## Supplied entries:
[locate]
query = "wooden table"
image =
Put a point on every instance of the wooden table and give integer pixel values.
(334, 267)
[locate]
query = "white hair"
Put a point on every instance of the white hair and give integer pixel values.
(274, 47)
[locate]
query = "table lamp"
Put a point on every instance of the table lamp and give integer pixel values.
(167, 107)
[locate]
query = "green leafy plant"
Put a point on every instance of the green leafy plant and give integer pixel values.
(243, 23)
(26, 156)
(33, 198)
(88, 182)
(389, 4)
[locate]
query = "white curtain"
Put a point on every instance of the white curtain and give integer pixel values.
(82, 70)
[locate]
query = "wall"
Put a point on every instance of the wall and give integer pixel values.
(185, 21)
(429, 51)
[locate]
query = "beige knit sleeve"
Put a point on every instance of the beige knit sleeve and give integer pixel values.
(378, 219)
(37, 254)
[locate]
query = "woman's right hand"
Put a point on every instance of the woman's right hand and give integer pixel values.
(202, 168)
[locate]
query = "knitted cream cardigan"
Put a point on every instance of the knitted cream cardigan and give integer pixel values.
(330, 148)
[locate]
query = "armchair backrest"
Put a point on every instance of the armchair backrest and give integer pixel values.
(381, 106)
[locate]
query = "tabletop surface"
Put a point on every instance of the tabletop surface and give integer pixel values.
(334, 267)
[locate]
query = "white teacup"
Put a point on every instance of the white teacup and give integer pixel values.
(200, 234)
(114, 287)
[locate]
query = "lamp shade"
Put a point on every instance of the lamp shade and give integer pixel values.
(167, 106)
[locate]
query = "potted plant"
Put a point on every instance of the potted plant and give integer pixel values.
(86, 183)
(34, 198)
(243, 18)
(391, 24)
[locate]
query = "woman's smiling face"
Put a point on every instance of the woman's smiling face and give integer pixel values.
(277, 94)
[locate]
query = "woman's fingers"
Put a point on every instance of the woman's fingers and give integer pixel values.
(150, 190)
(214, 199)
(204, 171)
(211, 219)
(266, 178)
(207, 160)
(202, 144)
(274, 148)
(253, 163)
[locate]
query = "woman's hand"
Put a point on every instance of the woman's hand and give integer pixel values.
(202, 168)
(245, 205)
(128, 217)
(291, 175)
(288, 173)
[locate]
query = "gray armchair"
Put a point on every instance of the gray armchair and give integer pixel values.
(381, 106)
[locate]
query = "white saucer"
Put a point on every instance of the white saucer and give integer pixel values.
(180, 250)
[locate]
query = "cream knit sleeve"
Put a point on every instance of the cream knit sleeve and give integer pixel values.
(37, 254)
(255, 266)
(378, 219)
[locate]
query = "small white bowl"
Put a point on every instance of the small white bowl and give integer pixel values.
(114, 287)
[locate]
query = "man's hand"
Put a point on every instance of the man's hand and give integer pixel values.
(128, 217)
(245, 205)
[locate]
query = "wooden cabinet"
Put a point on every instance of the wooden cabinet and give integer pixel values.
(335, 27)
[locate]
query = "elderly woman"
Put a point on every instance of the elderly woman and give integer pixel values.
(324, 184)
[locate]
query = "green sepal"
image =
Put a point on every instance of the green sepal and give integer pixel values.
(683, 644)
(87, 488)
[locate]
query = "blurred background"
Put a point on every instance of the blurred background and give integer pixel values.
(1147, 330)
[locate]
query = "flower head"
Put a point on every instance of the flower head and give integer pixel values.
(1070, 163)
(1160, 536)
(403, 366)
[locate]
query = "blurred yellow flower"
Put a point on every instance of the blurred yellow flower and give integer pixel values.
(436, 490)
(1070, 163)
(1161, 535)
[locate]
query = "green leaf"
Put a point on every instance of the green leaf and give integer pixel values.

## Task details:
Please pick out every line of the material that contains the string "fingers" and copy each of those lines in full.

## Solution for this task:
query = "woman's fingers"
Put a point on every instance of the woman's fingers and give integer pixel values.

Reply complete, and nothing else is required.